Friday, July 27, 2012

Where I come from


I come from a house with rules
homework always done, before watching TV
Never eating in bed, and at bed by 8 pm
until I turned ten
Not leaving the house, unless I was going to my grandparents
Papa made me sit and do grammar
Mama stuffed me with coconut homemade ice cream
and orange juice with pieces of bread
“estate tranquila” was their favorite phrase
“please stop swinging in the rocking chair”
I come from a little town, maybe little but alive
then from the city
 a little city in a little country I call the DR
A house where if you take a 99 from school
“what happen to the other point?”   
my mom would ask
Where giving up is not an option even if you already fell
There I learned to be strong and have faith
There wasn’t gold, sometimes we lacked love
but hope never left
A loving dad who cares
“I’m proud of you” “You are the best”
A dedicated mother who works twice as hard
That keeps on going, ignores the sad
Who shaped me, taught me to be honest and fair
They never gave up on me
They are the reason I am who I am 

Amazing week at the Alice Hoffman retreat at Adelphi :) I wrote so many poems! I'll upload them later! :D

Wednesday, July 11, 2012

Not an Option


Five years had just flied
But my heart stills the same
I don’t think he’ll ever change
He will love you till the end.

Great… I thought when I saw the couple sitting in the bank I sit every day. I kept my distance from them. It was a man and a woman, around fifty years old. The man looked in my direction but didn’t notice I was there; he was looking at some kind of advertisement for pills. Five minutes later the bus came and they got up. I sat on the bank while the bus door closed in my face. I still remember when I used to take the bus to go to college. The clock over the store marked 3:45. I have always liked to go early so I don’t miss any second of her. I had to sit and wait for fifteen more minutes.
 I saw Karen walking down the sidewalk in front of the store; she was smiling, holding hands with Mark. They were laughing as they talk but suddenly they stopped when they walked in front of the bakery, I didn’t get to hear what Karen said but for the look on her face I supposed it was about me because that bakery was my favorite. Mark hugged her and they kept walking. I was amazed by how many names I knew from my college classes but how just a few of them were really my friends, and just a few of them knew about the bakery. Karen always used to get cupcakes for me from that bakery. I was remembering how I used to eat more than one at a time and Karen would fight with me to leave some for the others when I saw the car coming.
-=-=-=-=-
TASKS TO PERFORM
[a] List every phrase that appears in quotation marks in the poem "Where I come from" in the blog posts.
[b] Return the passage of the blog posts between "Great… I thought" and "fifteen more minutes.", inclusive.
The records that come next are separate material, unconnected to the blog posts.
-=-=-=-=-
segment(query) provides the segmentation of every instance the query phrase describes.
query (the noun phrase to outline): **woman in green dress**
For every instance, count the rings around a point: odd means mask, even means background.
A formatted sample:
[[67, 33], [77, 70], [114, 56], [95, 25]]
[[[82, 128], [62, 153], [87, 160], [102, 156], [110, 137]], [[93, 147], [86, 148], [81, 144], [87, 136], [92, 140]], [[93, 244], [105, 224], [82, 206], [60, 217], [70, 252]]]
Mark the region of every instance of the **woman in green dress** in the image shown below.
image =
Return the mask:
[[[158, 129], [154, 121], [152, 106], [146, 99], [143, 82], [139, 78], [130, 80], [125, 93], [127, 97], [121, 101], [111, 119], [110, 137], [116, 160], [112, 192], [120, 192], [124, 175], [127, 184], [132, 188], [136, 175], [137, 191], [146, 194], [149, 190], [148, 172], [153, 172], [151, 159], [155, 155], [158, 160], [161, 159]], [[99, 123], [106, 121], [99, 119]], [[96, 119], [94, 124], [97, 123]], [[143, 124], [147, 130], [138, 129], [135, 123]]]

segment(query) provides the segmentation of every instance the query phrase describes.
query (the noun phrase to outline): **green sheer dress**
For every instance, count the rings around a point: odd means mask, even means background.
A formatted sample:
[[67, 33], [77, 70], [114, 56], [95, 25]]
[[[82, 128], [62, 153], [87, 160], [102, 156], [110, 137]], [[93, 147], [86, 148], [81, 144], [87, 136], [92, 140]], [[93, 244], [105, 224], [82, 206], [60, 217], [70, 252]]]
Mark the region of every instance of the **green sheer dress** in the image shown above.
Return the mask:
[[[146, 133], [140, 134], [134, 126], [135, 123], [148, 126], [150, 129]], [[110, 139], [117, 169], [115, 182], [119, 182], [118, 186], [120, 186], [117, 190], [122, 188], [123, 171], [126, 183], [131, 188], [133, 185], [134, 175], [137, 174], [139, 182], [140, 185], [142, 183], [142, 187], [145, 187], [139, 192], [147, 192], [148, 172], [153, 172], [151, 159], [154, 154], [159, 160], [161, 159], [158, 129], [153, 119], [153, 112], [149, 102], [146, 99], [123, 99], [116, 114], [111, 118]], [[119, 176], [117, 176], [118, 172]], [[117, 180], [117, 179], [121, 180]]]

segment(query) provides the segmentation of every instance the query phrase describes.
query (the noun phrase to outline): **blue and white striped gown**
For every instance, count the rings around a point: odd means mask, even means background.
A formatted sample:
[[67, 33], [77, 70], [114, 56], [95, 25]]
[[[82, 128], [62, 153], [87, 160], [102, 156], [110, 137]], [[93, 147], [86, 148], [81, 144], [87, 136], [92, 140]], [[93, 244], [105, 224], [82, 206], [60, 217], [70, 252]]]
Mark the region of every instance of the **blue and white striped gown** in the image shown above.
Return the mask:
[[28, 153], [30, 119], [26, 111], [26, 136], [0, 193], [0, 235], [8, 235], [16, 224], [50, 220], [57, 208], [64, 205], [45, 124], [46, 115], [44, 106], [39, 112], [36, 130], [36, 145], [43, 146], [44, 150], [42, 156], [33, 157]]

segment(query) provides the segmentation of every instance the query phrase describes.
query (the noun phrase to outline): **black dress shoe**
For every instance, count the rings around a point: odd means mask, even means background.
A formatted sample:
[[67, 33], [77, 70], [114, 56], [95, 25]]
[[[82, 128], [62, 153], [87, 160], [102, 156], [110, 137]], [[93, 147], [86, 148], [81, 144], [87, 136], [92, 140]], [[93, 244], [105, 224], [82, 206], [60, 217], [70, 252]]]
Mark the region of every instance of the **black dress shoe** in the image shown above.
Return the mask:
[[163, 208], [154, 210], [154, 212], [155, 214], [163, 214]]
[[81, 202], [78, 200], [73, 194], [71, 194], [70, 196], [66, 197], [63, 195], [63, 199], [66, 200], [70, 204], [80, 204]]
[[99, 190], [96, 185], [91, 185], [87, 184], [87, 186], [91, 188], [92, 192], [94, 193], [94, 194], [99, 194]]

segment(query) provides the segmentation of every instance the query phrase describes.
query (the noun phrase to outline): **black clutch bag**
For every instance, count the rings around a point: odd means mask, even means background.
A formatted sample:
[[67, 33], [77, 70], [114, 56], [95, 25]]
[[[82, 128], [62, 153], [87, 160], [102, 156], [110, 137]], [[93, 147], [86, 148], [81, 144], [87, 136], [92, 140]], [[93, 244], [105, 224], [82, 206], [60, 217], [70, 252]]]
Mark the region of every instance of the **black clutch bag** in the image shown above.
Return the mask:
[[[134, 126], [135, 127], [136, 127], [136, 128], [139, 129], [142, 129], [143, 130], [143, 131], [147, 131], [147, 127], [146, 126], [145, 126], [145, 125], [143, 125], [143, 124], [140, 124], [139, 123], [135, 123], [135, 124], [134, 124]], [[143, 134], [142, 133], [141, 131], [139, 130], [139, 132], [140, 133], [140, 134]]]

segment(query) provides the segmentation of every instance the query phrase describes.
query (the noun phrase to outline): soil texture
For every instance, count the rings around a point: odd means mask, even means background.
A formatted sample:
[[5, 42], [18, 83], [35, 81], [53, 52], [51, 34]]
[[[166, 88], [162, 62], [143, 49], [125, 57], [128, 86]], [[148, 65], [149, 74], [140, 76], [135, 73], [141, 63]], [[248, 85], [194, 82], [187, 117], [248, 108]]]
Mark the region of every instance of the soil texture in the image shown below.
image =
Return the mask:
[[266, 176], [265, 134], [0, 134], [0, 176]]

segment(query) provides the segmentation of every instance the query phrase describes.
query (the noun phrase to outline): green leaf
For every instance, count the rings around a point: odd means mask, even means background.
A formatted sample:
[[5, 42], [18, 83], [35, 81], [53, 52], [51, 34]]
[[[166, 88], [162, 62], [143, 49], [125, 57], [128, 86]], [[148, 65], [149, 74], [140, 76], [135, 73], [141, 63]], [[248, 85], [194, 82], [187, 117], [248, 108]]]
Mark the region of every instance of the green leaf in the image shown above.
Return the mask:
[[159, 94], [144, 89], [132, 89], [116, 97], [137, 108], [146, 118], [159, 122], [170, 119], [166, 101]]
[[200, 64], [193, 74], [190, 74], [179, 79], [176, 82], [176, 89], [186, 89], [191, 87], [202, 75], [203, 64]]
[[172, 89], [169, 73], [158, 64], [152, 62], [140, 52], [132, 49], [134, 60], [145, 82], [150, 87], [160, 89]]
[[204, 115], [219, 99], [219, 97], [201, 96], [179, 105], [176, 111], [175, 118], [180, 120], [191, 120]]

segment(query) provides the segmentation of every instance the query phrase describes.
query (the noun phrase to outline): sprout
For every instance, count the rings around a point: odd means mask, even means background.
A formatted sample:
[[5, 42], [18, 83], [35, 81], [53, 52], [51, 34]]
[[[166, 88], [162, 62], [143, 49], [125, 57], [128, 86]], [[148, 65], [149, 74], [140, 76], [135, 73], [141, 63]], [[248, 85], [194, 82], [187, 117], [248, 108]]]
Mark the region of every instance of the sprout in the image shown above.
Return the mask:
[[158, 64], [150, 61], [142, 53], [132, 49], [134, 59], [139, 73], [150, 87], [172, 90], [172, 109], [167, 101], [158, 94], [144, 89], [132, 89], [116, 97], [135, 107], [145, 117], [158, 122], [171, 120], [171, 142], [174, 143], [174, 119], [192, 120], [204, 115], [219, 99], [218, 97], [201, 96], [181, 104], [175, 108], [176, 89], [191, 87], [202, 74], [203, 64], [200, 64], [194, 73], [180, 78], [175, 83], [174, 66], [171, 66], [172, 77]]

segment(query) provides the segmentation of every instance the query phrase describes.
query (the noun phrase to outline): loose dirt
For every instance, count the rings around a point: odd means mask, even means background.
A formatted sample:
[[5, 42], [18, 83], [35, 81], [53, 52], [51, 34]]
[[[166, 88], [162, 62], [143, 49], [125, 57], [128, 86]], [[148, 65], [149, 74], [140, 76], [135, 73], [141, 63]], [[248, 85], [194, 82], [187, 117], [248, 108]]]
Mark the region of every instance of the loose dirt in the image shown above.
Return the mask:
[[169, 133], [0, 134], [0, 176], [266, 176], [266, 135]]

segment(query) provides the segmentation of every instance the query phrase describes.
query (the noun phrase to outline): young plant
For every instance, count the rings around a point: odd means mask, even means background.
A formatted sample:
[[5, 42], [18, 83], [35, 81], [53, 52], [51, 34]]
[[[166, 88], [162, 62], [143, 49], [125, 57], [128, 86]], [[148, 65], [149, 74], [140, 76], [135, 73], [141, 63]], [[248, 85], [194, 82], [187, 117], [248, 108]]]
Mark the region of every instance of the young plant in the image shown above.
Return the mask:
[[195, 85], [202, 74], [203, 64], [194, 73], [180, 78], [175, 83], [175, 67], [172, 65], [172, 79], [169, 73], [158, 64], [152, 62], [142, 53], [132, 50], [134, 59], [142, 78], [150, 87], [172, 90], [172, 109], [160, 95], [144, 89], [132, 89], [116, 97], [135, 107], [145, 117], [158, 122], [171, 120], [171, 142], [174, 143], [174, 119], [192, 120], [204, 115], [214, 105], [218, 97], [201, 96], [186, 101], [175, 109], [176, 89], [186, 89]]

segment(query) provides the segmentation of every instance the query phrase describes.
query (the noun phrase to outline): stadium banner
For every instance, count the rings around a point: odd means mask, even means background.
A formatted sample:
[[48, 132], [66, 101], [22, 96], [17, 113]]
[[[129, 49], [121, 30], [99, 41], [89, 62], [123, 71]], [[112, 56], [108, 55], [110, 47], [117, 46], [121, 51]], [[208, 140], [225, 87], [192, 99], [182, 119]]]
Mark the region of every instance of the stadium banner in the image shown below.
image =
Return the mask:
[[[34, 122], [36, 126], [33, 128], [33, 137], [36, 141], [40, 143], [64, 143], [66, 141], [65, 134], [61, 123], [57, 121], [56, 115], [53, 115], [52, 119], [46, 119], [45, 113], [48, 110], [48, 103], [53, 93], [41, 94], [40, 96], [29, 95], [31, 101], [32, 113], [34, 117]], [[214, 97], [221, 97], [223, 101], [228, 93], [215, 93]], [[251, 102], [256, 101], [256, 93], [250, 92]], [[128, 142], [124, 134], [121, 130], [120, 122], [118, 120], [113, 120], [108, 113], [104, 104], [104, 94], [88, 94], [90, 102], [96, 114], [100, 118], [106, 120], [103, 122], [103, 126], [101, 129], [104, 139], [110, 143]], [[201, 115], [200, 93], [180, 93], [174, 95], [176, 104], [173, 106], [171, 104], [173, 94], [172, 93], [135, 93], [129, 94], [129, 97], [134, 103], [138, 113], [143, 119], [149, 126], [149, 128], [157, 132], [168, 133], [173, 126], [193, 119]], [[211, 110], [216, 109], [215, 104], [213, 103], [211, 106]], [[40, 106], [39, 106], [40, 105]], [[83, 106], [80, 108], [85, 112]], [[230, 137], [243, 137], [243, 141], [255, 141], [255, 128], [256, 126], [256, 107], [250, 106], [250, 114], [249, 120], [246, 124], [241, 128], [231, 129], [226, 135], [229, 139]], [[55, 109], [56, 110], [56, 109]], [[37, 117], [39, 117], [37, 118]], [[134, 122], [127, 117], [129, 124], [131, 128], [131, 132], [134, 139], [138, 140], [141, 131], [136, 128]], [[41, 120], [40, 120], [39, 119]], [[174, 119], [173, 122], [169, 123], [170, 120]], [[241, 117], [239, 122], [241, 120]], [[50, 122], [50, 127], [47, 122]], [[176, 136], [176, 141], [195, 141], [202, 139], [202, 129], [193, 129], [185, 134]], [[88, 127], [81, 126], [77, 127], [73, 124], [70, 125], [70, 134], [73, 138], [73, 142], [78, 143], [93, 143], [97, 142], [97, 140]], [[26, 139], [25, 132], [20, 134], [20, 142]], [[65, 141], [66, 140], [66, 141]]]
-=-=-=-=-
REPLIES
[a]
- "estate tranquila"
- "please stop swinging in the rocking chair"
- "what happen to the other point?"
- "I'm proud of you"
- "You are the best"

[b]
Great… I thought when I saw the couple sitting in the bank I sit every day. I kept my distance from them. It was a man and a woman, around fifty years old. The man looked in my direction but didn’t notice I was there; he was looking at some kind of advertisement for pills. Five minutes later the bus came and they got up. I sat on the bank while the bus door closed in my face. I still remember when I used to take the bus to go to college. The clock over the store marked 3:45. I have always liked to go early so I don’t miss any second of her. I had to sit and wait for fifteen more minutes.